Excerpted text ▸
____________
The 25-year-old Tasman Makos hooker, unsigned by any of the country's five Super Rugby franchises for 2014, had expected to be plying his trade for Irish club Leinster at this time of the new year. Instead, he is waiting patiently at his newly purchased Renwick home for a working visa so he can join the European powerhouse.

Initially signed as a replacement at the three-time Heineken Cup champions for 85-game veteran Richardt Strauss, who was diagnosed in October 2013 with a serious heart condition, MacDonald's plans were scuppered when the South African-born rake made a miraculous recovery, pushing the Makos man down the pecking order.

However, Leinster still want MacDonald's services, especially as first choice hooker Sean Cronin is part of the Irish Six nations squad and will be in camp during the national side's campaign.

MacDonald is keen to join the Irish club as soon as possible. He signed a short-term contract with Leinster soon after the Super Rugby squads were announced, a tad disillusioned after enjoying one of his best ITM Cup campaigns with the championship-winning Makos.
____________
Given information ▸

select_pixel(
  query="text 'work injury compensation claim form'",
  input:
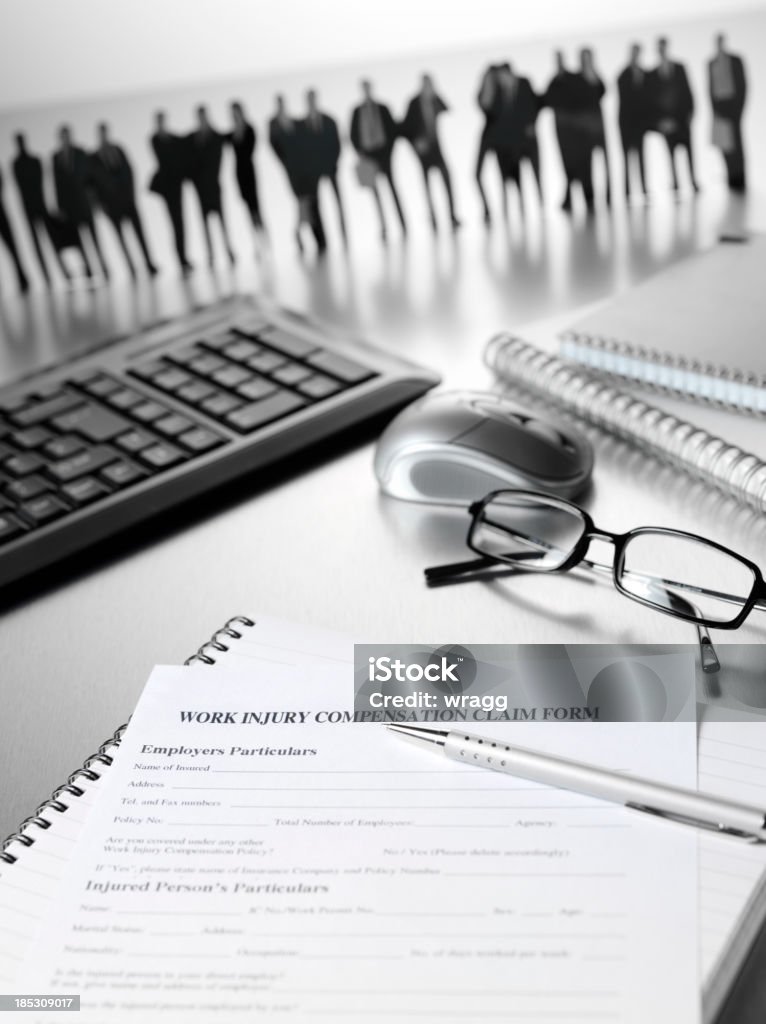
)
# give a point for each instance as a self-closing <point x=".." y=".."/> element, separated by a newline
____________
Tasks to perform ▸
1 – In the rugby article about MacDonald, transcribe the passage from "Initially signed as" to "the pecking order.".
2 – According to the rugby article, where is MacDonald waiting for his working visa?
3 – Resume the rugby article about MacDonald from its final sentence.

Answers per task ▸
1 –
Initially signed as a replacement at the three-time Heineken Cup champions for 85-game veteran Richardt Strauss, who was diagnosed in October 2013 with a serious heart condition, MacDonald's plans were scuppered when the South African-born rake made a miraculous recovery, pushing the Makos man down the pecking order.

2 – At his newly purchased Renwick home.

3 –
After being told by the Blues that he wasn't going to be contracted for a second year, MacDonald knew the writing was on the wall.

"Going into the [ITM Cup] season I pretty much knew there wasn't going to be too many contracts around for hookers, so I wasn't really expecting anything. I decided to just enjoy it, just try and play some good rugby. It was funny that I played one of my better seasons for a while and still missed out. It was a bit disappointing but I knew most of the season that there wasn't anything guaranteed.

"It was a weird year. It probably made me relax a little more. Knowing there weren't too many contracts on offer I thought, ‘If I just play well I can't blame myself for missing out', so that's what I used as motivation. Just got back to enjoying it."

Despite being contacted by several Super rugby coaches, "for a chat", after the squads were announced, there was still no 2014 Super contract on the table, so MacDonald's thoughts turned to securing a contract abroad. The Leinster offer loomed as the "perfect scenario" with MacDonald expected to step into the reserve hooker's role, play in the prestigious Heineken Cup competition and return in time for the next Makos season. But Strauss's sudden availability has left MacDonald and Leinster with a signed contract and a decision or two to make.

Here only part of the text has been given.